抽出テキスト >>
保育所や児童施設・介護施設の設置や、児童手当・特別障害者手当の支給などもこれに該当します。
公的扶助とは、生活保護法に基づき、生活・教育・住宅・医療・介護などで必要な最低生活の保障を公的責任のもとで行う制度です。
生活保護制度、社会手当制度、生活福祉資金貸付制度などがこれに該当します。
保険医療・公衆衛生とは、健康維持・予防、環境衛生などを整えるための制度のことです。健康診断や感染症予防対策、公害対策、ペットの保護などがこれに該当します。
なお、日本の社会保障制度から生活者に給付されるお金の9割は社会保険で、私たちの生活に必要不可欠の仕組みと言えます。
さて、次章からは社会保険について詳しくみていきましょう。

作業内容 >>
(a) 社会保障制度に関する抽出テキストによると、日本の社会保障制度から生活者に給付されるお金のうち、社会保険が占める割合はどれだけですか。
(b) 社会保障制度に関する抽出テキストを、最後の文の後から書き継いでください。

提供データ >>
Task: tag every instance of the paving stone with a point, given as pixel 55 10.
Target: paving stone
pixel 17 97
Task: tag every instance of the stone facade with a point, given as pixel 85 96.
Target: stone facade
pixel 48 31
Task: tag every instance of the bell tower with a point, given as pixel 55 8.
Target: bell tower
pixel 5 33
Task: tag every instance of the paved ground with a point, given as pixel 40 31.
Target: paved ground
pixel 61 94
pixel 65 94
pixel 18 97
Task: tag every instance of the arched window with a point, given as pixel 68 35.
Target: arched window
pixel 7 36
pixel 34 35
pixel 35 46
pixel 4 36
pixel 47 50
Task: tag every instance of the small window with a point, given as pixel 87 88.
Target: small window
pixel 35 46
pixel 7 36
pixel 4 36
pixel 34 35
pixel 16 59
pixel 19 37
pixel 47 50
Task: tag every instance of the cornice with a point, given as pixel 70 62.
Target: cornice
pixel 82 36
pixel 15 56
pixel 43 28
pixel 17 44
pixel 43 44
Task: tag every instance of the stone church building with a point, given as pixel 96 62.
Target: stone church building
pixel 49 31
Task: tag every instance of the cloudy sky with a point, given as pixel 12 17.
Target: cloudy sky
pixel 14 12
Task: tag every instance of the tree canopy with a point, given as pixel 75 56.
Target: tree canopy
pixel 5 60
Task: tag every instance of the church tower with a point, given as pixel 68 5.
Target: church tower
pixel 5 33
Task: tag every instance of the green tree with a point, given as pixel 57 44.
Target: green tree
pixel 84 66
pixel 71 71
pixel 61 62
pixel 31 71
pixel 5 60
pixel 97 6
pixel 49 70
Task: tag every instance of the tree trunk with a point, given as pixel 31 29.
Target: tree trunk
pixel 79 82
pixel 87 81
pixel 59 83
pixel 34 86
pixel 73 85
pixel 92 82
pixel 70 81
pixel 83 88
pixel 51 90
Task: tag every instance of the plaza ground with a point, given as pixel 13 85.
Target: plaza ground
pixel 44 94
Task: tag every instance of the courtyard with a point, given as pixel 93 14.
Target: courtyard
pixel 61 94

演習結果 >>
(a) 9割です。

(b)
3.社会保険の仕組みと種類
社会保険制度は、病気やけが、老齢、介護や失業、労働災害といった人生の様々なリスクに備えて、人々があらかじめお金(=保険料)を出し合い、実際にリスクに遭った人に対して必要なお金やサービスを支給する仕組みです。
現在の制度では次の5つの保険機能があり、これらを総称して「社会保険」と言います(広義の社会保険)。
とりわけ、健康保険(医療保険)・介護保険・年金保険(厚生年金保険)の3つをまとめて「社会保険」と呼びます(狭義の社会保険)。
この狭義の社会保険に対して、雇用保険と労災保険をまとめて「労働保険」と呼びます。
狭義の社会保険の対象は全国民であるのに対して、労働保険の対象は労働者に限定されています。
それでは、それぞれについて詳しくみていきましょう。
(1)健康保険(医療保険)
健康保険は、病気やけが、入院などでかかる医療費の自己負担を軽減してくれる国の公的医療保険制度です。
日本ではすべての国民がこの健康保険に加入します(=国民皆保険制度)。そして、保険料を負担し合うことで個人にかかる医療費を軽減することを目的としています。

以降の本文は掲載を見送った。